_Ordem de serviço A_
Responda, com base na reportagem sobre a derrubada do veto na Alerj:
(i) Qual foi o placar da votação que derrubou o veto?
(ii) Que movimento Nana Queiroz fundou?
(iii) Qual disciplina Heloísa Santos leciona?
_Ordem de serviço B_
Retome a reportagem sobre a derrubada do veto na Alerj e prossiga com o texto a partir do ponto em que ela termina.

_Trecho selecionado_
-------------------------

Rio - A decisão da Assembleia Legislativa (Alerj) de derrubar o veto do governador Luiz Fernando Pezão ao projeto de lei que dá liberdade de um cidadão recusar prestar serviços e atendimentos por questões religiosas e éticas abriu discussão sobre quais são os limites dessa prática. Para feministas ouvidas por O DIA, a proposta pode dificultar a realização de abortos — respaldados pela lei, como no caso das vítimas de estupro —, já que um médico pode se negar a fazer o procedimento por convicção moral, por exemplo.
A derrubada do veto, por 48 votos a favor contra cinco, foi publicada na coluna Informe do Dia, nesta quarta-feira. O projeto fala do direito à objeção de consciência — recusa em obedecer a uma norma sob alegação de ferir posicionamentos éticos e morais.
“Fico abalada, porque, nos casos previstos na lei (risco de vida da mãe, estupro e feto anencéfalo), não compreendo como alguém que pratique a Medicina e, se dedique a salvar vidas, possa considerar isso errado e queira sujeitar mulheres a uma gravidez nessas condições”, defendeu a escritora e jornalista Nana Queiroz, 29 anos, fundadora do Movimento ‘Não Mereço Ser Estuprada’.
Para a professora de Sociologia, Heloísa Santos, 31 anos, a lei é um retrocesso e preocupa porque reflete o pensamento conservador das ruas. “A gente está num contexto que não avança na ampliação de direitos. Pelo contrário, retrocede. Fora a questão do Estado laico, que, na verdade, não se mostra como tal”, afirmou a feminista.

-------------------------

_Dados do exercício_
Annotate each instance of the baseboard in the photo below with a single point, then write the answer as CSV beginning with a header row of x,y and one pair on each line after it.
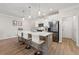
x,y
7,37
66,38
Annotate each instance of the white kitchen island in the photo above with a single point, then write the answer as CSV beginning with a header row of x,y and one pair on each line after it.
x,y
36,41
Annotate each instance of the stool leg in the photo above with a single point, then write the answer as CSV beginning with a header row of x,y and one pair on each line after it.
x,y
28,46
39,52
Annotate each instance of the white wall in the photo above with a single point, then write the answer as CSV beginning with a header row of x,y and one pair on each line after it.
x,y
28,24
67,27
7,30
71,12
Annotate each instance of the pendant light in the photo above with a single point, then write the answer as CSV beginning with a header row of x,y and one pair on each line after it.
x,y
29,12
39,13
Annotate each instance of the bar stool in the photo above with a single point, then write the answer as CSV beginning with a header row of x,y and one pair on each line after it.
x,y
28,39
37,43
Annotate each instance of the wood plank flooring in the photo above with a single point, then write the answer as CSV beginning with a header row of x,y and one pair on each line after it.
x,y
12,47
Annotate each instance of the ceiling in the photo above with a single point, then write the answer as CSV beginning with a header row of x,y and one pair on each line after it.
x,y
26,9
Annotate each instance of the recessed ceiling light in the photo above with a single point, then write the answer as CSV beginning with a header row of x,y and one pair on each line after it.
x,y
44,14
51,9
29,17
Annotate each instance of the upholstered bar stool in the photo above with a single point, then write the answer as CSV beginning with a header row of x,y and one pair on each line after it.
x,y
28,39
37,43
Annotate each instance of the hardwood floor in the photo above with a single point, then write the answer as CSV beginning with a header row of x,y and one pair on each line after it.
x,y
13,47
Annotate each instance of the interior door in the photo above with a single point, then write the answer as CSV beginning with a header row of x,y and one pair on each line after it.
x,y
67,27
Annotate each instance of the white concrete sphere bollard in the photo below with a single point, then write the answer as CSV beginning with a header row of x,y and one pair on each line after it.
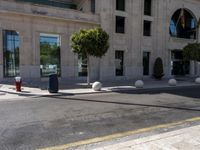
x,y
96,86
197,80
139,84
172,82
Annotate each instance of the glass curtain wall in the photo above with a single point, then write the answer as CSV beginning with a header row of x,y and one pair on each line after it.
x,y
49,54
11,53
82,66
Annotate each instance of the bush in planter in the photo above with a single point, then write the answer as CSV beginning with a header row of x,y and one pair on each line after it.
x,y
158,68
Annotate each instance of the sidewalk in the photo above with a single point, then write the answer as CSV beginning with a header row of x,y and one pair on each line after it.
x,y
183,139
82,88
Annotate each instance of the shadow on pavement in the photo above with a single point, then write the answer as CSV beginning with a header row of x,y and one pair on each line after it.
x,y
189,91
133,104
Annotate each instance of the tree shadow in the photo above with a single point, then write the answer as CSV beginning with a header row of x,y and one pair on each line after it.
x,y
187,108
188,91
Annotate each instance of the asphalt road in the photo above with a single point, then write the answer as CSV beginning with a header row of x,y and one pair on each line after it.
x,y
41,122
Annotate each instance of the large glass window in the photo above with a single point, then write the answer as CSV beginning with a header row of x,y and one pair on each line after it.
x,y
93,6
82,66
147,28
11,53
49,54
119,63
120,24
179,66
147,7
120,5
183,25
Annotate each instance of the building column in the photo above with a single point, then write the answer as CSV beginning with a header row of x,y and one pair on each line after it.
x,y
29,69
67,58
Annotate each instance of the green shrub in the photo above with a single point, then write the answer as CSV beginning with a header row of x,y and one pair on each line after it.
x,y
158,68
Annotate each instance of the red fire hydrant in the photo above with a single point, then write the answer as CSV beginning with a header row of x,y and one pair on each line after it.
x,y
18,83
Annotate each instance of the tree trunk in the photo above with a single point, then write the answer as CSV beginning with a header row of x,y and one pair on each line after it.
x,y
88,70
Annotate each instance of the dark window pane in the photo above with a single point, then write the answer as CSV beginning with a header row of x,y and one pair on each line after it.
x,y
183,25
120,24
146,58
147,7
93,6
147,28
49,55
179,65
82,66
119,63
120,5
11,53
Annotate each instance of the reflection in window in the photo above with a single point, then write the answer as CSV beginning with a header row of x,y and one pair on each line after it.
x,y
49,54
82,66
119,63
183,25
11,53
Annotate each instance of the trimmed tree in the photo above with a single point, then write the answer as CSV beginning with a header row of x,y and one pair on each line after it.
x,y
192,52
158,72
90,42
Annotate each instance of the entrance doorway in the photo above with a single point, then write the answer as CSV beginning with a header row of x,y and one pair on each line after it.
x,y
178,65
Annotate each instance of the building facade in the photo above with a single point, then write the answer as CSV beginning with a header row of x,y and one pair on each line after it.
x,y
35,38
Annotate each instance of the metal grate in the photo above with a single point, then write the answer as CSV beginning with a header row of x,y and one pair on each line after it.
x,y
54,3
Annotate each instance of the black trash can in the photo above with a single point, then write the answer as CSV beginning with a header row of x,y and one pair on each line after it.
x,y
53,83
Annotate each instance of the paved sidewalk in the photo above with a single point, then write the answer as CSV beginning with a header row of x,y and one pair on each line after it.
x,y
8,91
183,139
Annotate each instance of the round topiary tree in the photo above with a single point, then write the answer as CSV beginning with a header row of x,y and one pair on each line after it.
x,y
90,42
158,72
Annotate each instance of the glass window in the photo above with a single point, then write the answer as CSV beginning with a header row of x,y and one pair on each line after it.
x,y
120,5
120,24
49,54
119,63
183,25
93,6
11,53
147,28
146,58
82,66
147,7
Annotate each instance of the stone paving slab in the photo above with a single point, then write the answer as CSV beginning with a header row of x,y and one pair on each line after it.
x,y
183,139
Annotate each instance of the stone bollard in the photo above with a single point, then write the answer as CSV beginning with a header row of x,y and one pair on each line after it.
x,y
139,84
96,86
197,80
172,82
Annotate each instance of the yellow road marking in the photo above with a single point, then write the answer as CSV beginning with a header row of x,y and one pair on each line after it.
x,y
119,135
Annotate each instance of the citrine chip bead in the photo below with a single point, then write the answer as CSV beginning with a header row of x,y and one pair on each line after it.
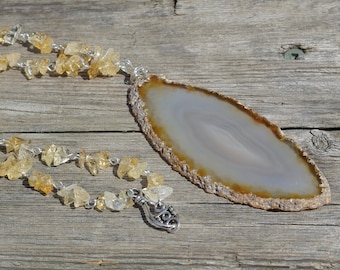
x,y
9,60
73,65
41,182
14,168
42,42
154,179
54,155
60,63
3,32
100,205
76,48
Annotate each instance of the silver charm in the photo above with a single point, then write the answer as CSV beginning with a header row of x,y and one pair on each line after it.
x,y
159,215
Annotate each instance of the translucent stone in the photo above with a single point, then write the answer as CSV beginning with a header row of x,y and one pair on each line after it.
x,y
14,168
42,42
76,48
157,193
12,35
60,63
31,68
154,179
132,167
54,155
13,145
106,65
227,148
9,60
3,32
3,63
81,196
128,201
13,59
109,197
43,66
100,205
75,195
41,182
94,162
73,65
24,151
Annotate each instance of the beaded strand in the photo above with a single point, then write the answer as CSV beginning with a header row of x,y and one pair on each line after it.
x,y
72,59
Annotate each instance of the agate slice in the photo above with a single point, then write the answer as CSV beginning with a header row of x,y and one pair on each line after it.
x,y
226,148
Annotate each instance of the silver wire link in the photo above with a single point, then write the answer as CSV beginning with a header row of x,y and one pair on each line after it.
x,y
160,215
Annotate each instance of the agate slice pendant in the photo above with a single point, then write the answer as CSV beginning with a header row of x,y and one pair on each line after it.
x,y
226,148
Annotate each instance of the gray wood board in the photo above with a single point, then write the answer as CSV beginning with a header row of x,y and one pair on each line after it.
x,y
232,47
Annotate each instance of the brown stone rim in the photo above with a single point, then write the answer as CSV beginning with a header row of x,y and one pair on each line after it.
x,y
136,106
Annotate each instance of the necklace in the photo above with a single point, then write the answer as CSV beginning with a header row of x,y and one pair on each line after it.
x,y
214,141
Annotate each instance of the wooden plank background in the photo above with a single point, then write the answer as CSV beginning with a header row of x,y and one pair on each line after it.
x,y
233,47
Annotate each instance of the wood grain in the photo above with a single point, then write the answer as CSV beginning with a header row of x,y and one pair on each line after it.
x,y
233,47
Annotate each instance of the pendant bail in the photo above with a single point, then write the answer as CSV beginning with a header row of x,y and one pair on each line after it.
x,y
159,215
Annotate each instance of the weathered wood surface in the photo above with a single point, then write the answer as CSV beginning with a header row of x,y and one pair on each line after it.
x,y
233,47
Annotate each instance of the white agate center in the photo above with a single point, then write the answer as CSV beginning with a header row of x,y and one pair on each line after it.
x,y
227,143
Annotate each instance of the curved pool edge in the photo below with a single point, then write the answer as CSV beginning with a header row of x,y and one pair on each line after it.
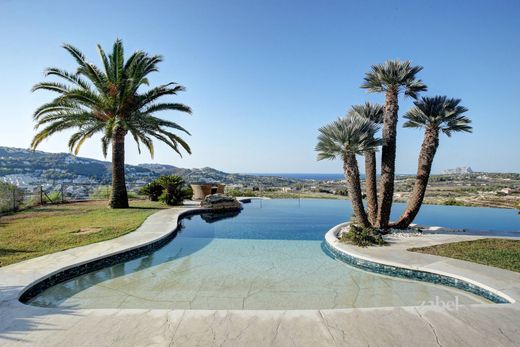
x,y
131,252
376,263
20,281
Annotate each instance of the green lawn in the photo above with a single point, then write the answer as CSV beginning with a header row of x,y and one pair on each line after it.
x,y
47,229
501,253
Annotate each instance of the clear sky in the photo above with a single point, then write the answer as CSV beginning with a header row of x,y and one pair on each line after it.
x,y
262,76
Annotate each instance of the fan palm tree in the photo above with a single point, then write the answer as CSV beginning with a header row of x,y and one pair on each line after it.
x,y
110,100
345,138
435,115
392,78
373,112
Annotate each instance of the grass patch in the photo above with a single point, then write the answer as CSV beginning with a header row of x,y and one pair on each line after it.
x,y
501,253
52,228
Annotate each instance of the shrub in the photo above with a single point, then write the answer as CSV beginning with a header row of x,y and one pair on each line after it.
x,y
175,190
362,237
11,197
101,193
53,197
153,190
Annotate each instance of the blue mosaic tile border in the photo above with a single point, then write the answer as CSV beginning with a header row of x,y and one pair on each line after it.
x,y
98,264
417,275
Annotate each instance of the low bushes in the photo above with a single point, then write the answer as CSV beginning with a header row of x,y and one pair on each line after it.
x,y
170,189
362,237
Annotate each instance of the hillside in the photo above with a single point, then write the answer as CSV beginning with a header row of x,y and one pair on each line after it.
x,y
26,168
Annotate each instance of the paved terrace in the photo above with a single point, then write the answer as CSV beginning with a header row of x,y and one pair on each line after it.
x,y
470,325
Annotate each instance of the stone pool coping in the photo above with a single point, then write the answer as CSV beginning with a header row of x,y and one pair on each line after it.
x,y
426,268
425,325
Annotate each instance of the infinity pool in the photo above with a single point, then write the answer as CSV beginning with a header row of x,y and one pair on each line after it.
x,y
269,256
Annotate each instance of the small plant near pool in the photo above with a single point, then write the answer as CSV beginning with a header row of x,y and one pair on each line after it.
x,y
362,236
171,190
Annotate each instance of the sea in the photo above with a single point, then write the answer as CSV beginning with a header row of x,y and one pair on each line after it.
x,y
305,176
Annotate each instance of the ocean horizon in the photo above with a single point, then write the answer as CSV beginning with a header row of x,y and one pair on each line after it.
x,y
304,176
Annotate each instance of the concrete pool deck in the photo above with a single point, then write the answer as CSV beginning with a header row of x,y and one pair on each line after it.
x,y
440,324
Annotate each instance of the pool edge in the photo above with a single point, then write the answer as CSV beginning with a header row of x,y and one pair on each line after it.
x,y
417,273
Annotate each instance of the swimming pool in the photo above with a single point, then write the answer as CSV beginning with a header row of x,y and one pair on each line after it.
x,y
269,256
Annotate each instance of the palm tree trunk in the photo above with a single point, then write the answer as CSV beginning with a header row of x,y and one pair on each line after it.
x,y
428,150
119,196
351,169
388,158
371,186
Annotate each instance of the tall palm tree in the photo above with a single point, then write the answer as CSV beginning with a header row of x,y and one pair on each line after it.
x,y
392,78
345,138
435,115
110,100
373,112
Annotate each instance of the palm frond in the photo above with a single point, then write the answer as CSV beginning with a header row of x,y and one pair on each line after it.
x,y
439,112
394,75
347,135
109,100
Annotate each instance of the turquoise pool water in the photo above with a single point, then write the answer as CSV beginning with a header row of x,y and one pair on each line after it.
x,y
269,256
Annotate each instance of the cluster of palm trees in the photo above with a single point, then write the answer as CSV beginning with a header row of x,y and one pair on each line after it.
x,y
356,134
110,101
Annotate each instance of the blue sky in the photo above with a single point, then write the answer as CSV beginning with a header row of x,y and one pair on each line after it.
x,y
262,76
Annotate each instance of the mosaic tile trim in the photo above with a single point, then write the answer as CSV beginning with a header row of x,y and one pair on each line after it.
x,y
417,275
107,261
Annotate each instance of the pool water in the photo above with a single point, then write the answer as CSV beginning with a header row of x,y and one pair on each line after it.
x,y
269,256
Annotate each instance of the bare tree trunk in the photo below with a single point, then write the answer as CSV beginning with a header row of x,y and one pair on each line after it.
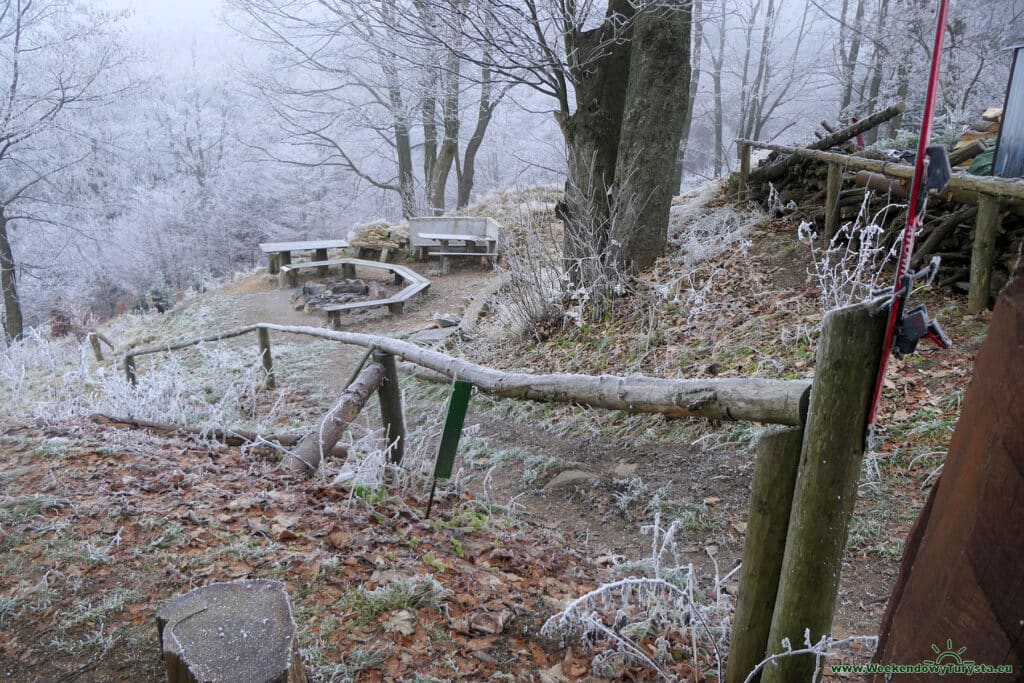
x,y
13,325
759,88
403,147
483,113
652,123
696,31
878,63
450,145
850,56
592,135
717,82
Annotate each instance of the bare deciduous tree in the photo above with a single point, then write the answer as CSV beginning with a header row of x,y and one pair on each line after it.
x,y
57,58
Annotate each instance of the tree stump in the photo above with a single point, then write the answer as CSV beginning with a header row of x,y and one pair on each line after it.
x,y
239,632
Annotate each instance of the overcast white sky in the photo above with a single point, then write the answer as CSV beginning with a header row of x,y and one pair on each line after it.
x,y
167,30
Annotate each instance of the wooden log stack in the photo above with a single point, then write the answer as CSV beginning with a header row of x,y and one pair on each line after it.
x,y
801,186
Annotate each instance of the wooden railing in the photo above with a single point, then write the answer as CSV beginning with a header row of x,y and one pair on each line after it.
x,y
805,482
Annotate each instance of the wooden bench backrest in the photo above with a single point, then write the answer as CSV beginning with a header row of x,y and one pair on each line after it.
x,y
475,225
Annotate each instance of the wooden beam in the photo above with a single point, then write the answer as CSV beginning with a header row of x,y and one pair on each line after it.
x,y
778,401
264,351
311,449
848,357
744,172
777,170
1001,187
982,253
392,416
771,501
834,182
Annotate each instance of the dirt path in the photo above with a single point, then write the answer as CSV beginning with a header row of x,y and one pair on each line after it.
x,y
598,493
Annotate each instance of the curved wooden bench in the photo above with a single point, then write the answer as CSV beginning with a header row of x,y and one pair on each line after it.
x,y
415,284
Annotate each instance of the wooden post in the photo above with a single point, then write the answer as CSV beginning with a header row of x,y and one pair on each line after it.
x,y
94,341
130,373
744,171
264,352
848,357
310,451
834,182
392,416
771,499
982,253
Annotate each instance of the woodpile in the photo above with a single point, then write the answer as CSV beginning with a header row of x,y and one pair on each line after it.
x,y
799,185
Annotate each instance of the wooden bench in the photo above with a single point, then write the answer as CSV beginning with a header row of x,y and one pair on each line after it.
x,y
471,243
289,274
415,284
280,253
448,237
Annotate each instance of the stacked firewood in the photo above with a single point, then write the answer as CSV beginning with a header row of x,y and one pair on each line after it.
x,y
797,186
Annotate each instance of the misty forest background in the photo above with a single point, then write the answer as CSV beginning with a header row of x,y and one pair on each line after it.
x,y
140,153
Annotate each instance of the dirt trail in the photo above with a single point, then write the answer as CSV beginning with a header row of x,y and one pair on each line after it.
x,y
617,481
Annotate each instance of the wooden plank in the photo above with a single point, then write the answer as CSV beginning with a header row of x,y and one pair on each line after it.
x,y
1003,187
458,406
392,416
306,245
771,502
834,182
847,363
744,171
264,351
982,254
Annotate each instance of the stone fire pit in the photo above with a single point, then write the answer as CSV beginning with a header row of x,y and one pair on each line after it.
x,y
314,296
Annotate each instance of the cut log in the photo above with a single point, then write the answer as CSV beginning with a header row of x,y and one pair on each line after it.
x,y
771,500
941,231
240,632
754,399
225,436
982,254
778,169
967,153
847,365
310,451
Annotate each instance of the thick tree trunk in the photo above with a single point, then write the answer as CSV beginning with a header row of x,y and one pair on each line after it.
x,y
484,112
403,147
696,39
450,145
652,124
592,135
13,325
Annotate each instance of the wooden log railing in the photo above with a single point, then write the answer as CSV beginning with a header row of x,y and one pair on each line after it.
x,y
753,399
805,481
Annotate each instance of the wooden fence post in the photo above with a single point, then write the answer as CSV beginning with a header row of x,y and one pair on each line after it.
x,y
848,357
264,351
771,500
982,253
130,373
392,417
834,182
97,351
315,444
744,171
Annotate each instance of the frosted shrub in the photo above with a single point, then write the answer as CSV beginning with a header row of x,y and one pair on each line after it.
x,y
851,266
658,600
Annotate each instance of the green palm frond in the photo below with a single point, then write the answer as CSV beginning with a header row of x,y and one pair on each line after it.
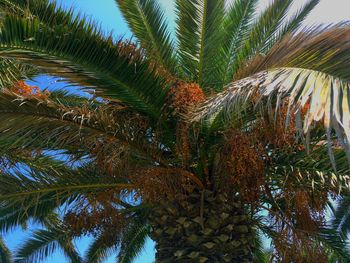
x,y
84,57
263,31
147,22
295,21
28,121
5,254
237,24
199,32
43,243
35,192
11,71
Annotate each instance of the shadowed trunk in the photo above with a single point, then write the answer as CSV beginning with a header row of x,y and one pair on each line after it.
x,y
202,228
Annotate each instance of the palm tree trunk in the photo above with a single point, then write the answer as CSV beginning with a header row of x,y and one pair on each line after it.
x,y
203,227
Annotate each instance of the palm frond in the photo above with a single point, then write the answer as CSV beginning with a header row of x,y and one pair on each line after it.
x,y
321,49
29,121
5,254
294,22
198,32
334,244
341,220
11,71
81,54
237,24
44,243
35,192
262,32
147,22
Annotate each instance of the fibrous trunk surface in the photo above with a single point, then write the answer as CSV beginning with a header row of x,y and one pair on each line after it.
x,y
203,227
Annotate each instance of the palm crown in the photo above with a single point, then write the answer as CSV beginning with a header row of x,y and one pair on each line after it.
x,y
236,127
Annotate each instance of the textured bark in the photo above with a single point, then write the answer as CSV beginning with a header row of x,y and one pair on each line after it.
x,y
202,228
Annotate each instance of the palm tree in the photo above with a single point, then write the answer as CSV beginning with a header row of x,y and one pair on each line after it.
x,y
236,129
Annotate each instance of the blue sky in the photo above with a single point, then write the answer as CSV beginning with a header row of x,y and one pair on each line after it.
x,y
108,16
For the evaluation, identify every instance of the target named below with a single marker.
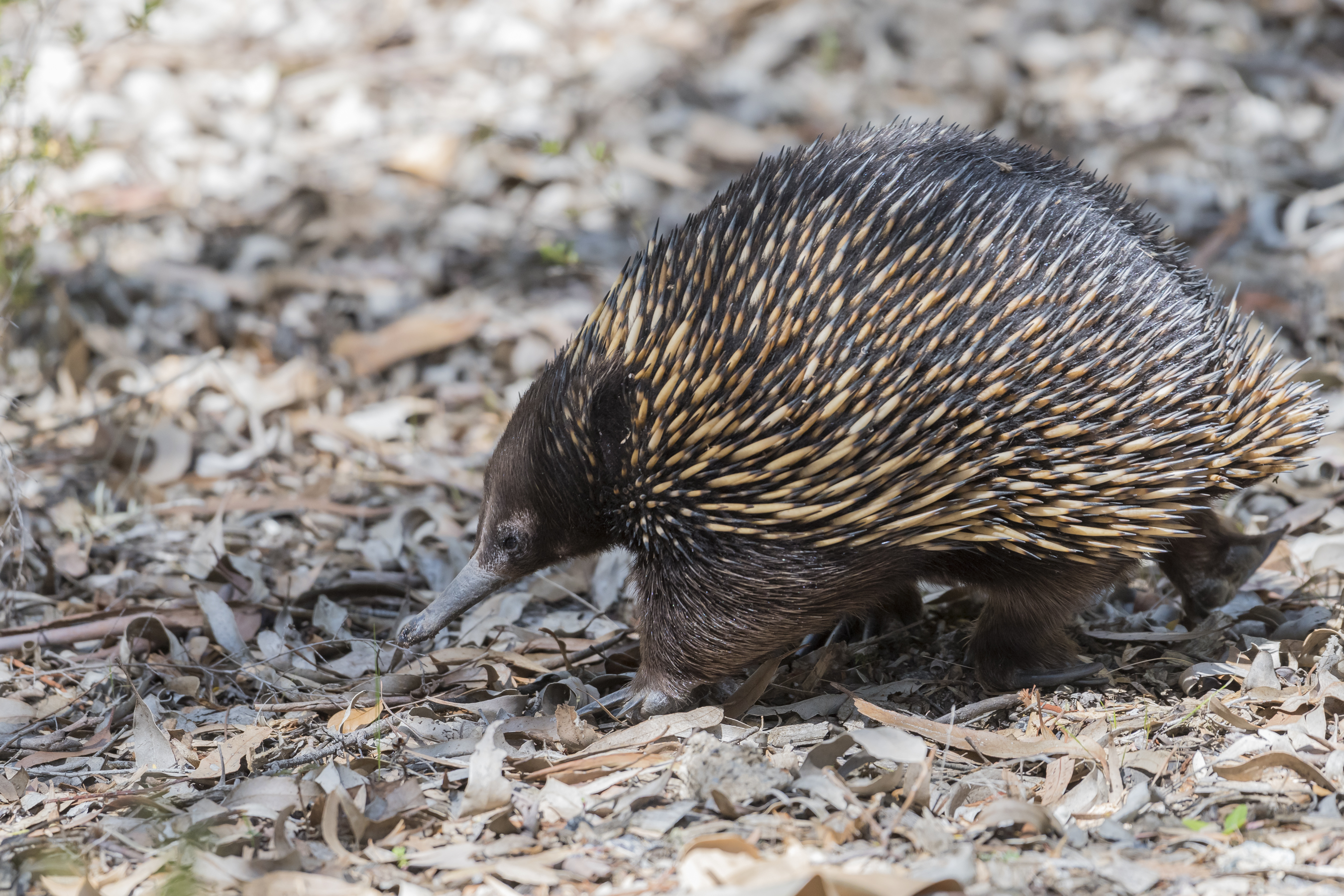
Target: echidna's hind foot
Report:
(1022, 636)
(635, 702)
(905, 604)
(1210, 568)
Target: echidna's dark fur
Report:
(909, 354)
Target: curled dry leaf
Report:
(292, 883)
(148, 742)
(650, 730)
(487, 787)
(352, 719)
(1252, 769)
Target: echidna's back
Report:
(925, 336)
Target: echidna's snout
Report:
(469, 587)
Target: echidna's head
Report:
(541, 503)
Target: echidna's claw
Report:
(620, 703)
(1055, 677)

-------------------------

_Resposta escrita A_
(i) 48 votos a favor e cinco contra.
(ii) O Movimento ‘Não Mereço Ser Estuprada’.
(iii) Sociologia.

_Resposta escrita B_
O presidente do Conselho Regional de Medicina (Cremerj), Pablo Vazquez, afirmou que, apesar da instituição não ter relato de caso concreto de médico que teve conflito religioso durante o exercício da profissão, o assunto é cada vez mais discutido nas reuniões. “Essa questão tem ganhado mais espaço porque temos colegas que se sentem impedidos do ponto de vista religioso em realizar alguns procedimentos”, afirmou ele, que citou o Código de Ética Médica, que garante ao profissional exercer a “ Medicina sem ser discriminado por questões de religião (...)”.
Nos EUA, a aprovação de uma lei, em Indiana, tem provocado reações de militantes de Direitos Humanos. A legislação permite que comerciantes e prestadores de serviços se recusem a atender clientes gays, por exemplo, por uma questão de seguir os preceitos religiosos.
Em nome de Deus: deputado defende cláusula de consciência
Um dos ‘pais’ do projeto de lei, o deputado estadual Luiz Paulo Corrêa da Rocha (PSDB) nega a possibilidade de a legislação, se em vigor, abrir brechas para práticas discriminatórias.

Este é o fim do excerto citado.